**Problem to work on**: Quote word for word the lines starting at the line with "The response SHOULD mark one point per instance of the clear" and ending at the final line of the entries. Leave out any pictures.

....

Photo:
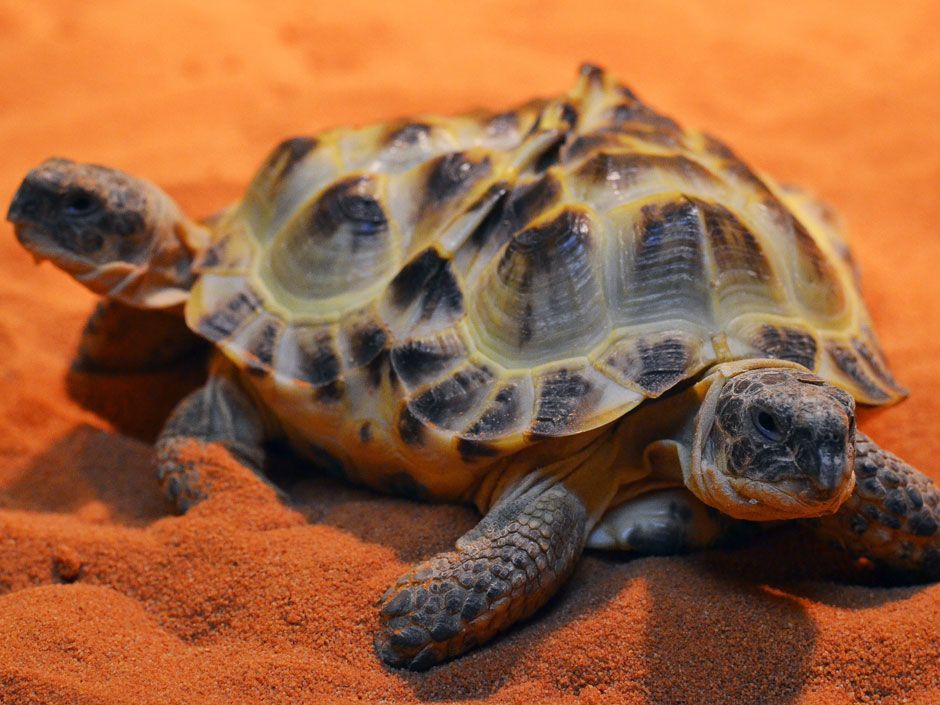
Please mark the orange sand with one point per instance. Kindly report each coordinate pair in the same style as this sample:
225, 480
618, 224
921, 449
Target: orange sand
107, 598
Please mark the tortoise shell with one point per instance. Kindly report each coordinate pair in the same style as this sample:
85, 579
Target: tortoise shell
470, 284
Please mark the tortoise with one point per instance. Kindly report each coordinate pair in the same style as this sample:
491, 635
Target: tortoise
601, 329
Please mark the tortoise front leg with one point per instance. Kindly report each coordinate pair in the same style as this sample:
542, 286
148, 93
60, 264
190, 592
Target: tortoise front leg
218, 414
892, 517
500, 572
119, 338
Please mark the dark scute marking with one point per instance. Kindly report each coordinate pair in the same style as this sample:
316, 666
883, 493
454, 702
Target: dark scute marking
810, 252
633, 112
326, 461
289, 153
500, 417
845, 359
592, 72
562, 403
668, 255
410, 428
654, 365
922, 523
375, 368
586, 144
402, 484
784, 343
318, 360
454, 396
501, 124
733, 244
408, 134
262, 344
624, 169
221, 323
348, 203
212, 256
366, 341
550, 156
418, 361
450, 176
427, 277
518, 209
471, 450
330, 393
564, 236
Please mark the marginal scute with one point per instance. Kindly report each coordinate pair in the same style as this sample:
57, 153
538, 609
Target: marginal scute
870, 351
471, 284
260, 342
286, 156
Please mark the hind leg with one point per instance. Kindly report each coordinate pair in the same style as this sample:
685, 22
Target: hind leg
660, 523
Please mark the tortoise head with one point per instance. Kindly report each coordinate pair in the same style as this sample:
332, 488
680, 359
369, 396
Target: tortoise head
773, 441
119, 235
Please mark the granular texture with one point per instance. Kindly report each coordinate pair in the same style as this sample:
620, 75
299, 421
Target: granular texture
105, 597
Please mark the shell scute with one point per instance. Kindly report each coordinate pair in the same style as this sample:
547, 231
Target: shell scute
478, 282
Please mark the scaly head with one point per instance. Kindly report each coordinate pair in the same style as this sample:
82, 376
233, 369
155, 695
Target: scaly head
773, 442
119, 235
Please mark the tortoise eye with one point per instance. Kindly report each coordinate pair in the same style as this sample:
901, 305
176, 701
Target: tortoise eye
767, 425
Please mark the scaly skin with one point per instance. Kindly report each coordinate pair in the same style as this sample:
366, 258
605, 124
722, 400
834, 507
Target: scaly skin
500, 572
217, 413
892, 517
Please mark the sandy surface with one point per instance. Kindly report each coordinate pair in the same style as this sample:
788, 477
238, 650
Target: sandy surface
105, 597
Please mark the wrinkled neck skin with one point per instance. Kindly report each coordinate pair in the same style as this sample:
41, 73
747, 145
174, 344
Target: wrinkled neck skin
737, 496
161, 277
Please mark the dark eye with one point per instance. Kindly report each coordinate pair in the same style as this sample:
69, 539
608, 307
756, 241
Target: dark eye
78, 204
768, 426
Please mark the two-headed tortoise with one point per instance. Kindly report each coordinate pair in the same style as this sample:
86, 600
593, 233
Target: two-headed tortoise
600, 329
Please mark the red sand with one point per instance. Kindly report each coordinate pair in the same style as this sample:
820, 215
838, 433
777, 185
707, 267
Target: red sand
106, 598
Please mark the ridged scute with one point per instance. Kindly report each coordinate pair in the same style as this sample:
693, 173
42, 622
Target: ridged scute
462, 286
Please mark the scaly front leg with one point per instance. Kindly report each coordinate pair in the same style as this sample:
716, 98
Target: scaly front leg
892, 517
501, 571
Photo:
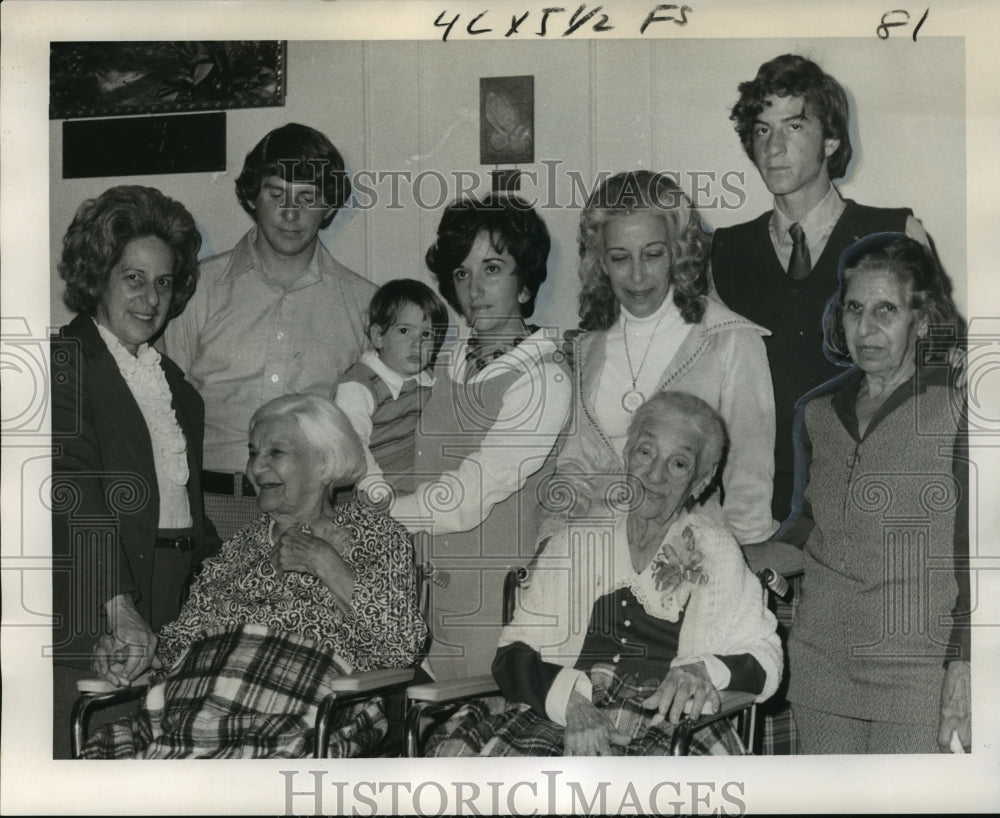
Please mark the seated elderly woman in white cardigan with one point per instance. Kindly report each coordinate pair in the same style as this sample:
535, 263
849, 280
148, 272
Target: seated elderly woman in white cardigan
632, 621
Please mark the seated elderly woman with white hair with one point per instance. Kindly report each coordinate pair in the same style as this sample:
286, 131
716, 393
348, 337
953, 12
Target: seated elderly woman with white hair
308, 593
631, 621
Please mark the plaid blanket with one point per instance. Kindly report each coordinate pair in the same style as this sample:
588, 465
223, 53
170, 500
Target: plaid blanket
243, 692
494, 727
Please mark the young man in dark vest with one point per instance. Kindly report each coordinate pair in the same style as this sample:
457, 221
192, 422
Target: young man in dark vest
779, 269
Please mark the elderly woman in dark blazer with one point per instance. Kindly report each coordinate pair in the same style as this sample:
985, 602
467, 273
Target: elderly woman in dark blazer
127, 516
879, 662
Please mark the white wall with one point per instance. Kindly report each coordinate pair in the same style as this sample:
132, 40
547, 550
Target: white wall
605, 105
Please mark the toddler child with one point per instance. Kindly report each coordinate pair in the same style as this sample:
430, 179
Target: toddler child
383, 392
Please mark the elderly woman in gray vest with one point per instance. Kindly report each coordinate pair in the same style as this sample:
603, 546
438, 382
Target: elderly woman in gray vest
486, 434
878, 657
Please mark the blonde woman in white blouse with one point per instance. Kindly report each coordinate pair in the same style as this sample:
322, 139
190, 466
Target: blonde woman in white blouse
127, 515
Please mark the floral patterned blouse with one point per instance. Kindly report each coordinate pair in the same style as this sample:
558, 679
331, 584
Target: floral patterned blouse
240, 586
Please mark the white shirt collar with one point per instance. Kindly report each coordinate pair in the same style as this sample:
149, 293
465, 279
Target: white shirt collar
391, 377
818, 221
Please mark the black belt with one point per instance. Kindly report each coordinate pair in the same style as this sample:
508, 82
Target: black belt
235, 485
184, 542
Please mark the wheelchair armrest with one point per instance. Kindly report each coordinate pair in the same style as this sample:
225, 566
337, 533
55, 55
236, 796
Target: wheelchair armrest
355, 688
96, 694
731, 703
372, 680
437, 699
454, 689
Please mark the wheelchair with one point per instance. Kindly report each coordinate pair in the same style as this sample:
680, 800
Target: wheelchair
430, 704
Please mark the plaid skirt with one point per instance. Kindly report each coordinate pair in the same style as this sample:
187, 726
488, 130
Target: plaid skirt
244, 692
494, 727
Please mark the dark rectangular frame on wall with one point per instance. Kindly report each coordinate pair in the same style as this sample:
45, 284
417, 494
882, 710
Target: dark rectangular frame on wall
100, 79
506, 120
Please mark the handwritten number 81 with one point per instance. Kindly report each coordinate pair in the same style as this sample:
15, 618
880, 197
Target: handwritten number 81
891, 20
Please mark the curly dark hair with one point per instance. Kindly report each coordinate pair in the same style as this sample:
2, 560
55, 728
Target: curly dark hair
295, 153
912, 264
622, 195
792, 75
102, 228
513, 227
394, 295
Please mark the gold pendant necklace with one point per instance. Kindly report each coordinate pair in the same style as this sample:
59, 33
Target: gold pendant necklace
633, 398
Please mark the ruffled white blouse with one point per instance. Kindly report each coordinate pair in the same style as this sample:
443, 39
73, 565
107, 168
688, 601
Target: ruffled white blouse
148, 384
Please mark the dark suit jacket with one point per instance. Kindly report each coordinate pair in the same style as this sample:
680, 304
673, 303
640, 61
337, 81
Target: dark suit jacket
105, 499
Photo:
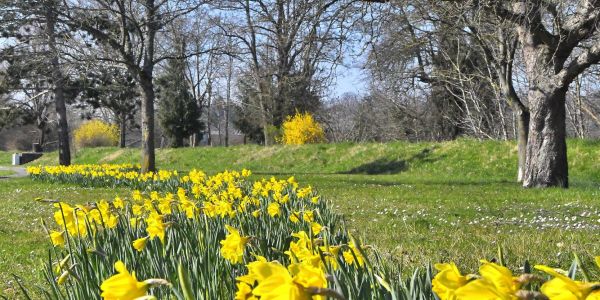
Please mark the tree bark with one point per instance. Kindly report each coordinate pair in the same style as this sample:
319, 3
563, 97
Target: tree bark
177, 142
64, 150
122, 131
148, 152
546, 163
145, 78
522, 136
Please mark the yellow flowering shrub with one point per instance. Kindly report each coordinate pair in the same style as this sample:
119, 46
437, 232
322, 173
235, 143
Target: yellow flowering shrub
244, 239
302, 129
96, 133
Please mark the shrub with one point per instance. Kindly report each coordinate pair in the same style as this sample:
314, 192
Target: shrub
96, 133
302, 129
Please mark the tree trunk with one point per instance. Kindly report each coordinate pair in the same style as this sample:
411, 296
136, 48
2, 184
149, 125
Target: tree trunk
122, 133
522, 136
148, 156
546, 162
64, 150
177, 141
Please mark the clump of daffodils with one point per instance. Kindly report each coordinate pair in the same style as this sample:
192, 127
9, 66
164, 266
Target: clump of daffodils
498, 282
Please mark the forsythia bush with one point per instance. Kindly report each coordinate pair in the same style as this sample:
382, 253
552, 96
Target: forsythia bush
96, 133
193, 236
302, 129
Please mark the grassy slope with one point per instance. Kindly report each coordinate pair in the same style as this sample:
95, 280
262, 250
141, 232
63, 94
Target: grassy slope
23, 242
420, 202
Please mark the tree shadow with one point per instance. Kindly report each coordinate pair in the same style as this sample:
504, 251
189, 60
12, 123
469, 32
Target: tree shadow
392, 166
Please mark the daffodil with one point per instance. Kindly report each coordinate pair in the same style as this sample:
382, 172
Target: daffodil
308, 216
273, 209
140, 243
447, 281
233, 245
294, 217
274, 281
315, 228
118, 203
156, 227
244, 292
562, 287
123, 286
57, 237
496, 282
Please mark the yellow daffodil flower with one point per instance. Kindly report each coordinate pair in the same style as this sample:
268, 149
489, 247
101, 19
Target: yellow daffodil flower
273, 209
140, 243
233, 245
496, 282
562, 287
123, 286
447, 281
57, 237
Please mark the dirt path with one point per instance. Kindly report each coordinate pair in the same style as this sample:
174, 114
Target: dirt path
18, 172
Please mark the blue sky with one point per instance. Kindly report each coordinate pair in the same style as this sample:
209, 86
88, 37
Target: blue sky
349, 80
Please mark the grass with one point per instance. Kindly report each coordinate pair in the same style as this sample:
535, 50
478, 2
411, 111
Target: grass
417, 202
23, 242
6, 173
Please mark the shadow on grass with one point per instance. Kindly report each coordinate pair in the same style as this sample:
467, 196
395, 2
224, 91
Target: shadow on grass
392, 166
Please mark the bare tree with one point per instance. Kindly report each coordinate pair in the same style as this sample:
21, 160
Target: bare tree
132, 30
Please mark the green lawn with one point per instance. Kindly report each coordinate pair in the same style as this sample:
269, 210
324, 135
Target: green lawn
6, 173
417, 202
23, 243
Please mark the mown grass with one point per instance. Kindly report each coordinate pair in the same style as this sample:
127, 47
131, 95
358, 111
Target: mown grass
418, 202
23, 242
6, 173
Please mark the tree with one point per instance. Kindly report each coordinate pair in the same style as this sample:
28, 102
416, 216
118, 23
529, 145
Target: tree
559, 40
131, 30
288, 47
37, 23
114, 89
179, 114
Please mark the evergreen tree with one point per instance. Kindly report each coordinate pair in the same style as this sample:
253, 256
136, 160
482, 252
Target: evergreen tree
178, 114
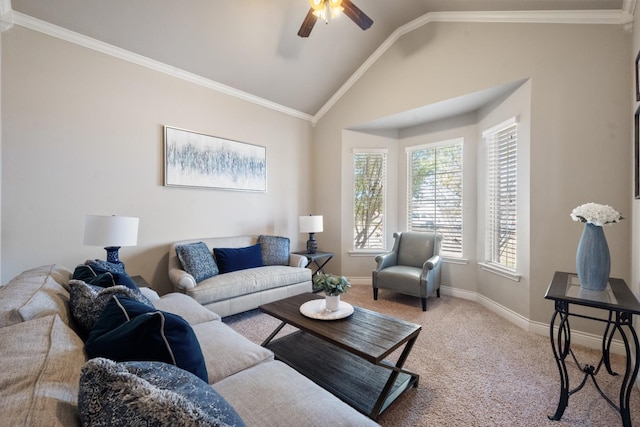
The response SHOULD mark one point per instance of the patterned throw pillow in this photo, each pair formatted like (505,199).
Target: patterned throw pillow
(197,260)
(87,302)
(275,250)
(104,274)
(149,393)
(129,330)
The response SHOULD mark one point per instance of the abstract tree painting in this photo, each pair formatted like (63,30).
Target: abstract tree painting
(197,160)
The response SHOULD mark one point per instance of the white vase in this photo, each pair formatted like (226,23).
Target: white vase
(332,303)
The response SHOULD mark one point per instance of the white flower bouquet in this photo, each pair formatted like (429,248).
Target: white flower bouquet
(596,214)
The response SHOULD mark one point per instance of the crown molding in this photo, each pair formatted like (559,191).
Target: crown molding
(608,17)
(111,50)
(622,17)
(6,15)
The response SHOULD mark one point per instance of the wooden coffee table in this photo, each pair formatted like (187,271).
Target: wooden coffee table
(346,356)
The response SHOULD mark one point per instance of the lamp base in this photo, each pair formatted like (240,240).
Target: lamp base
(312,244)
(112,255)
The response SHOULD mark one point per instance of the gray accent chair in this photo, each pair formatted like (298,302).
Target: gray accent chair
(412,267)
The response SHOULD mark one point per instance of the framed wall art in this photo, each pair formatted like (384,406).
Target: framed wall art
(193,159)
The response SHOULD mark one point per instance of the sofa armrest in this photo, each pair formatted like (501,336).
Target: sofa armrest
(296,260)
(181,279)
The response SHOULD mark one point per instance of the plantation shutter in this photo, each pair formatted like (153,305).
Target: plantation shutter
(502,195)
(435,192)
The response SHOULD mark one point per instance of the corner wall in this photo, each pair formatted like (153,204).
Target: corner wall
(83,134)
(580,116)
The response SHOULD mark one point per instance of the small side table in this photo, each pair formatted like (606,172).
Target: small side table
(620,303)
(319,260)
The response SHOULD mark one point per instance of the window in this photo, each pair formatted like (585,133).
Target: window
(501,239)
(370,180)
(435,192)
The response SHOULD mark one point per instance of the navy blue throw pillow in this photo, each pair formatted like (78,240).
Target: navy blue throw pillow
(233,259)
(128,330)
(99,276)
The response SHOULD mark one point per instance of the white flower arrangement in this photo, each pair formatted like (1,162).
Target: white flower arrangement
(596,214)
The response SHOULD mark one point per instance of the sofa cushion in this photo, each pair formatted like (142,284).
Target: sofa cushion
(41,361)
(293,400)
(185,307)
(88,301)
(197,260)
(226,351)
(234,259)
(35,293)
(275,250)
(149,393)
(248,281)
(130,330)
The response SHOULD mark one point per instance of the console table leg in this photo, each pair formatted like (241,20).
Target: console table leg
(629,376)
(561,347)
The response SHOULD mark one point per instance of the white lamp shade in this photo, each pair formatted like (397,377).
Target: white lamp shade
(310,224)
(104,230)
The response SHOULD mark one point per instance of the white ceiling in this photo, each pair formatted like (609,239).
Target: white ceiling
(252,45)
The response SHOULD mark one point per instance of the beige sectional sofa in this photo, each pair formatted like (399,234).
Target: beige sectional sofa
(245,289)
(43,356)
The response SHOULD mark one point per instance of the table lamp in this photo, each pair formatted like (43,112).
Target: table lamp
(111,232)
(311,224)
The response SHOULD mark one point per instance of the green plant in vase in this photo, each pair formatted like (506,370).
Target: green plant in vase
(330,284)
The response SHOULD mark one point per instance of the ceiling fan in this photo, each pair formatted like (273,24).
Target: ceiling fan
(323,8)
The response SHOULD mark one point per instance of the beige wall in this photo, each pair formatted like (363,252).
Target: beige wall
(83,134)
(579,139)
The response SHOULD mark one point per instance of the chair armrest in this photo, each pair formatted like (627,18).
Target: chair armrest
(386,260)
(297,260)
(181,279)
(431,263)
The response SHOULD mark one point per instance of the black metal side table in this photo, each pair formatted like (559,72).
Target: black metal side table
(620,303)
(319,260)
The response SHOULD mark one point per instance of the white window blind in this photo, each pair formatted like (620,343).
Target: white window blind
(501,238)
(370,177)
(435,192)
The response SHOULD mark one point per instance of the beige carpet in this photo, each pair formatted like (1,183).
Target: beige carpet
(477,369)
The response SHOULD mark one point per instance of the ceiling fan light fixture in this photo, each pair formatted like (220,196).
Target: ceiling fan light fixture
(317,5)
(336,7)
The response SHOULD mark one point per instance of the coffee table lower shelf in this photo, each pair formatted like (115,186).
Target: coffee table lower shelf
(354,380)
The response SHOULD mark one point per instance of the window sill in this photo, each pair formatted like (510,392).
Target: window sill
(500,271)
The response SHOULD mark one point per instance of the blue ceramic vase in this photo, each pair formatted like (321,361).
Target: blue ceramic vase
(593,262)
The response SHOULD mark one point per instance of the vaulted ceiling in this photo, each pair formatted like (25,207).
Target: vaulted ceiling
(252,46)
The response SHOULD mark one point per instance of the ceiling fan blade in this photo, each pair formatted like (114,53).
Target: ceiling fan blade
(307,24)
(356,15)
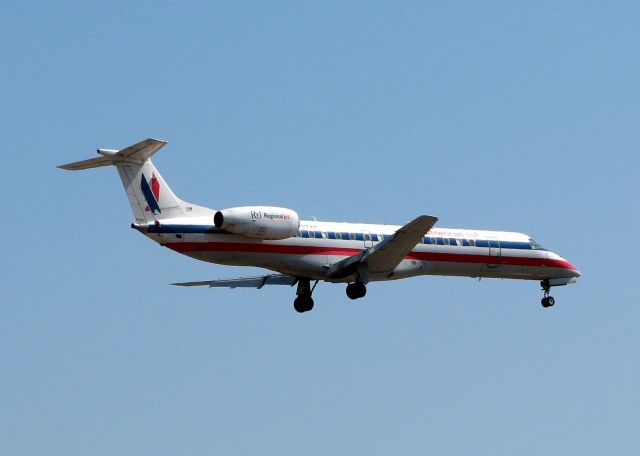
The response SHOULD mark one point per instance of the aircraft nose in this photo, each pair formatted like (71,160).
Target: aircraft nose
(571,269)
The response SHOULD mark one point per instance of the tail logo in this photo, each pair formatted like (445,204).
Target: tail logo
(151,192)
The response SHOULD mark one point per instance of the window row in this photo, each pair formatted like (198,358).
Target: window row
(428,240)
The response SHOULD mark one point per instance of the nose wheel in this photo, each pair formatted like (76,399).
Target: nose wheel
(546,301)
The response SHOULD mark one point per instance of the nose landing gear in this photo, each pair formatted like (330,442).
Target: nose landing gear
(547,301)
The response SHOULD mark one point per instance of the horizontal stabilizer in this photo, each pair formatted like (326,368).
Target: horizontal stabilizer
(138,154)
(244,282)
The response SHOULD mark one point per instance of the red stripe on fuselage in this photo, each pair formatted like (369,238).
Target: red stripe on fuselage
(191,247)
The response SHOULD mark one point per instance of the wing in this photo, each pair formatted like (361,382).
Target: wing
(386,255)
(244,282)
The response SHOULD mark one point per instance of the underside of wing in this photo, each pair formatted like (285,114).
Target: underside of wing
(386,255)
(244,282)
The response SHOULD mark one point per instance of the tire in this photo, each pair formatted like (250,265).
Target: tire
(352,291)
(361,289)
(299,305)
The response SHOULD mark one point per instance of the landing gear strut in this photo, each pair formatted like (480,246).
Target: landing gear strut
(356,290)
(547,301)
(304,301)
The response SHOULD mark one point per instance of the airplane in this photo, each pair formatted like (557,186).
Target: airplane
(299,252)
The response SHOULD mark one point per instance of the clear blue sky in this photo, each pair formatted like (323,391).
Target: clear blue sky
(488,115)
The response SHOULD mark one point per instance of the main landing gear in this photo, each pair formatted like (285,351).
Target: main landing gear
(304,301)
(547,301)
(356,290)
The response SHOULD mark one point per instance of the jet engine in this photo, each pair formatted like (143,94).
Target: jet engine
(261,222)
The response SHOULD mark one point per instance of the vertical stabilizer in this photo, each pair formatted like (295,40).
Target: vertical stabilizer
(150,197)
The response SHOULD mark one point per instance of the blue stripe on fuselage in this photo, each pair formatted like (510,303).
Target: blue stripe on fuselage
(211,229)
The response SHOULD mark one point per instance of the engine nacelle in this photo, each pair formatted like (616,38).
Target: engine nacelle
(261,222)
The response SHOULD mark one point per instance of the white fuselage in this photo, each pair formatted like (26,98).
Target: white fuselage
(318,245)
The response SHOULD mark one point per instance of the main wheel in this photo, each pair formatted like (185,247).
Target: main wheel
(303,304)
(298,304)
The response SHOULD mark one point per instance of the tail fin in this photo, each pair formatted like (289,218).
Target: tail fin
(150,197)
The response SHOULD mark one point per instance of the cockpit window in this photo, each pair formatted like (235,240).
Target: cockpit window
(535,245)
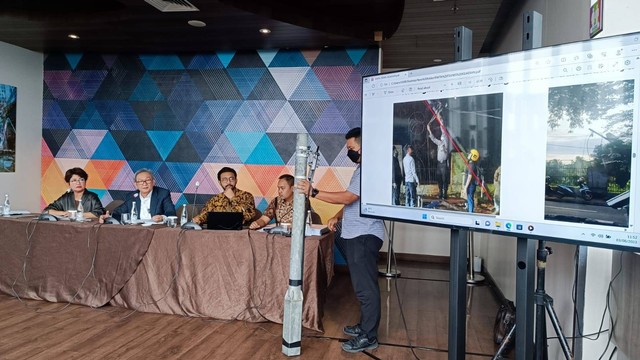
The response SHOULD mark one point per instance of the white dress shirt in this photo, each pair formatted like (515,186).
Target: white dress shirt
(145,206)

....

**Result of this task**:
The response SHOULD mark one point per instance of the clear blue sky in this photo, each pair formatted like (323,391).
Target: clear blue sky
(488,115)
The response SHOULD mark one point per instance of the main landing gear in this photo, each pair formatted like (285,351).
Target: main landing gear
(304,301)
(547,301)
(356,290)
The response SHOULD mark one point per instance of the jet engine in this photo, each pair formatted like (143,94).
Target: jet engine
(261,222)
The response SHOULD mark one point per instance of the vertical stabilizer in this photo, each pair formatted like (295,40).
Target: vertical stabilizer
(150,197)
The response SHOULD mark one point per instance of the blue stripe on fuselage in this photo, each pair formatted like (510,303).
Target: blue stripe on fuselage
(211,229)
The response SHOULD mark one point per instance of the engine nacelle in this photo, each pair formatted like (616,38).
Target: engine nacelle
(261,222)
The response SHOULD mark one point per instance of the white fuselage in this photo, each pair formatted like (26,98).
Target: white fuselage
(318,245)
The response SHOULD mark one point per instance of the main wheel in this photo, each pair formatted like (185,247).
Target: main wheel
(303,304)
(298,304)
The response SHOULD mark one point per instance of the tail fin in this photo, each pair formatted like (289,218).
Target: tail fin
(150,197)
The response SHOULD mark one point per instance of the cockpit window in this photo, each pair formatted like (235,240).
Target: cockpit window
(535,245)
The response SHOULD mark one point per instance of the white dress shirt in this photo, each pair formatted like (515,186).
Target: white dress shirt
(145,206)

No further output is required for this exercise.